Once you have read the entries, copy all of them exactly.
START MATERIAL TO PROCESS
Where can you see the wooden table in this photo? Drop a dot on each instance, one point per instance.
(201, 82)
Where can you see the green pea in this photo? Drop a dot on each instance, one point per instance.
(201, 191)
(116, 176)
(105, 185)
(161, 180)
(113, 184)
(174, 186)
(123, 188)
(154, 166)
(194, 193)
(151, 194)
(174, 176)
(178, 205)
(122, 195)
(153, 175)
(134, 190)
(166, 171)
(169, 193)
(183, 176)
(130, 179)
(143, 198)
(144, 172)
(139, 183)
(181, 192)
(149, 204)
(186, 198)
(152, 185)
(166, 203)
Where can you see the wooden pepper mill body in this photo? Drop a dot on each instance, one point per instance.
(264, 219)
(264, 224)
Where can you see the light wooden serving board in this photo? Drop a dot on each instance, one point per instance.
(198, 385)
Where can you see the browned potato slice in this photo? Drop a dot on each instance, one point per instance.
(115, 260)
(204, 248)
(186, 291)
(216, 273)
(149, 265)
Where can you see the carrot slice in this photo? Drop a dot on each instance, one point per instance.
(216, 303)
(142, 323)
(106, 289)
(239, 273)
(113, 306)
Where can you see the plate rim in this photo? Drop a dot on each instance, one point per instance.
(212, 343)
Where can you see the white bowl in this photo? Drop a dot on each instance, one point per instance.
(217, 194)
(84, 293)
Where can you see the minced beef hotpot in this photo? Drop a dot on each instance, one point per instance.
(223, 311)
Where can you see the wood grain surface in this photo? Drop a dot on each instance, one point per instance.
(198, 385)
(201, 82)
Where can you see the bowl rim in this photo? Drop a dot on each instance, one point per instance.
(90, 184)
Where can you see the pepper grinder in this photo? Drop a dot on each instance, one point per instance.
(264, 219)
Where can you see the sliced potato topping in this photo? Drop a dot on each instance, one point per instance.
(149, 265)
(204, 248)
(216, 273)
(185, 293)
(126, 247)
END MATERIAL TO PROCESS
RESPONSE TO THE EXERCISE —
Where can you see the wooden table in this photo? Drop a dot on each instance, one point per instance.
(201, 82)
Where can you see the green pea in this photo? Drop a dot on each instance, one point per instance.
(201, 191)
(116, 176)
(105, 185)
(161, 180)
(113, 184)
(174, 186)
(123, 188)
(154, 166)
(194, 193)
(151, 194)
(174, 176)
(178, 205)
(122, 195)
(153, 175)
(134, 190)
(166, 171)
(169, 193)
(183, 176)
(130, 179)
(143, 198)
(144, 172)
(139, 183)
(181, 192)
(149, 204)
(186, 198)
(152, 185)
(166, 203)
Where can you see the wooden pepper mill body in this photo? Drop a dot on each instance, one point per instance.
(264, 219)
(264, 224)
Where can you see the light wooden serving board in this photo? Drop a dot on each instance, one point per instance.
(198, 385)
Where can you see the browned potato slice in this photo? Drop a dot on each instance, one point per instance.
(115, 260)
(204, 248)
(186, 291)
(216, 273)
(149, 265)
Where can you see the carrot slice in this photo? Drop a dot on each instance, one point per instance.
(216, 303)
(142, 323)
(106, 289)
(239, 273)
(113, 306)
Where can you see the plate rim in this photo? Drop a dot on each instance, one point per instance.
(212, 343)
Where can you see the white bowl in this photo? Drop a dot on each instance, one point per instance.
(217, 194)
(84, 293)
Where can you see the minced beef hotpot in this photo? Drop a dot on each instance, one point per instance.
(223, 311)
Where can you see the wood grain surface in this photo? Drop a dot on each instance, one point per instance.
(198, 385)
(201, 82)
Where can you see the bowl rim in this photo? Drop a dot on each instance, one point per instance.
(90, 184)
Where can you see the pepper grinder in this photo? Drop a dot on each instance, one point per instance.
(264, 219)
Where can you see the sliced potato topping in this photo? Drop a dot on each instance, one point per instance.
(149, 265)
(204, 248)
(216, 273)
(185, 293)
(126, 247)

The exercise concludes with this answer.